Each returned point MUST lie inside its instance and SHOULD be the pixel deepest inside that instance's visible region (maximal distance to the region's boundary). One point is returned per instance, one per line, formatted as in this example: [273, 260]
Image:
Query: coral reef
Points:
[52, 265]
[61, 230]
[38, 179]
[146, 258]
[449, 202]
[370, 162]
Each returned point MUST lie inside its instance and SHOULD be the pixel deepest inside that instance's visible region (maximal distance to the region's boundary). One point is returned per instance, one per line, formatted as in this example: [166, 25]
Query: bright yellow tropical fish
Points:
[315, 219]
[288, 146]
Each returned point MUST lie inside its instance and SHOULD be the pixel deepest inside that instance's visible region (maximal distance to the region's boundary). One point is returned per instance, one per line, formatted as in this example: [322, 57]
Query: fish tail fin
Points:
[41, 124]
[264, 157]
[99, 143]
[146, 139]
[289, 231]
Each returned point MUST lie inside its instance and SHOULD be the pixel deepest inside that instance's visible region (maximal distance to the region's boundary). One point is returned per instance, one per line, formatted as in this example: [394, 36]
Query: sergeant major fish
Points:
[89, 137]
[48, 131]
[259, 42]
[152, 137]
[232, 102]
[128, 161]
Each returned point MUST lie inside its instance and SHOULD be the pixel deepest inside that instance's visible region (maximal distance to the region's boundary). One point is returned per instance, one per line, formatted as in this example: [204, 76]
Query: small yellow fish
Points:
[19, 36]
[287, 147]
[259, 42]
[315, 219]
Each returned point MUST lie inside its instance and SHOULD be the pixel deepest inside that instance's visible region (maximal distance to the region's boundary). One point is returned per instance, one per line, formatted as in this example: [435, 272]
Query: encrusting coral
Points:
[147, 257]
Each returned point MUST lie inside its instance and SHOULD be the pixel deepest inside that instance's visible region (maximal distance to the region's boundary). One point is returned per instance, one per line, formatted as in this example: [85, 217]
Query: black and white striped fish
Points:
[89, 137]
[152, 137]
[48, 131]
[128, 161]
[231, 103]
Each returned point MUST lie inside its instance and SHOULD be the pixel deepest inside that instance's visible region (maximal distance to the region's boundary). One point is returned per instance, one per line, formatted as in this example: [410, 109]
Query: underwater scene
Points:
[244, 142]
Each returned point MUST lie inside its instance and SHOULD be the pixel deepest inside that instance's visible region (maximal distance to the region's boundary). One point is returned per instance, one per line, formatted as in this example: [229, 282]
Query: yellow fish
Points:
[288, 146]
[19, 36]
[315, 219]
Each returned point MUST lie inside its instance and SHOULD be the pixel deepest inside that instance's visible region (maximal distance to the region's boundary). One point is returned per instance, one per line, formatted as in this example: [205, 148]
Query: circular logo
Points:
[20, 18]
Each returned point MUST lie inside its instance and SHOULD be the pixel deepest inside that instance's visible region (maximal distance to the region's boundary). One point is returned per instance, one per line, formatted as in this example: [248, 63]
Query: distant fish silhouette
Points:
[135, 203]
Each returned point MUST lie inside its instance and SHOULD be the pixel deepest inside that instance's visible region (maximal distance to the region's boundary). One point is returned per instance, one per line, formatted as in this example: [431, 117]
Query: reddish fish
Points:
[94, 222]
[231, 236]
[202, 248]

---------------

Exercise: Reproduce all of the records above line for line, with no change to any character.

Written solution:
Each returned point MUST lie inside its instance and SHOULD be the pixel deepest inside that instance's visible region (maximal distance to the region's boundary). One point is returned per instance, one per line, formatted as in this example: [273, 260]
Image:
Query: coral reef
Points:
[52, 265]
[61, 230]
[38, 179]
[146, 258]
[449, 202]
[370, 162]
Each returned point MUST lie inside its instance and SHOULD be the pixel deepest inside that instance's visible region (maximal distance to the region's boundary). One point is returned per instance, one per line, formatted as in this example: [166, 25]
Query: bright yellow tropical fish
Points:
[315, 219]
[288, 146]
Each returned point MUST lie inside its instance and SHOULD be the pixel deepest inside that instance's visible region (maximal distance to the region's boundary). One point is returned per instance, one per line, formatted as in this example: [322, 57]
Query: fish tail fin
Points:
[41, 124]
[264, 157]
[99, 143]
[146, 139]
[289, 231]
Each returned point MUST lie inside its instance and SHOULD be the pixel deepest inside that instance's visible region (maximal distance to the region's boundary). One point is returned per instance, one per line, formatted as in this example: [394, 36]
Query: sergeant major fish
Points:
[89, 137]
[48, 131]
[259, 42]
[152, 137]
[232, 102]
[128, 161]
Each returned point MUST lie inside its instance and SHOULD be the pixel deepest inside that instance's visible region (maximal distance to the region's boundary). One point is returned per instance, one per line, formatted as in this example: [204, 76]
Query: small yellow fish
Points:
[19, 36]
[287, 147]
[259, 42]
[315, 219]
Each returned point MUST lie inside its instance and SHOULD be the pixel deepest inside that instance's visible region (maximal distance to the region's boundary). One point is returned per instance, one per line, formatted as in this example: [435, 272]
Query: encrusting coral
Points:
[147, 257]
Each returned point MUST lie inside its instance and SHOULD be the pixel deepest inside that instance's visible region (maximal distance to the region's boundary). One point is returned per instance, one per line, formatted as in this example: [85, 217]
Query: black and white striped fish
Points:
[89, 137]
[152, 137]
[48, 131]
[128, 161]
[231, 103]
Each returned point MUST lie inside its instance and SHOULD be the pixel deepest inside that instance's visible region (maximal distance to the region's boundary). One point is returned per instance, one per line, formatted as in this example: [410, 109]
Query: underwater scene
Points:
[244, 142]
Each returned point MUST lie inside its instance and SHOULD be the pixel deepest inside that instance's visible region (maximal distance to the region's boundary). One point is returned per instance, one per line, formatted as in this example: [229, 282]
Query: yellow fish
Points:
[288, 146]
[19, 36]
[315, 219]
Each returned point MUST lie inside its instance and SHOULD be the pixel deepest inside that instance's visible region (maximal distance to the region's boundary). One point is returned per instance, one per line, formatted as in this example: [205, 148]
Query: circular logo
Points:
[20, 18]
Each returned point MUST lie inside its instance and SHOULD be the pixel deepest inside that instance's visible region (maximal distance to the region's boundary). One point is returned per instance, one per line, formatted as in this example: [248, 63]
Query: distant fish silhouette
Points:
[135, 203]
Each returned point MUST lie inside its instance and SHOULD be the pixel deepest inside that instance's visible region (maximal distance to the region's boundary). One point is returned per instance, one per line, formatted as in this example: [431, 117]
Query: reddish fish
Points:
[94, 222]
[231, 236]
[202, 248]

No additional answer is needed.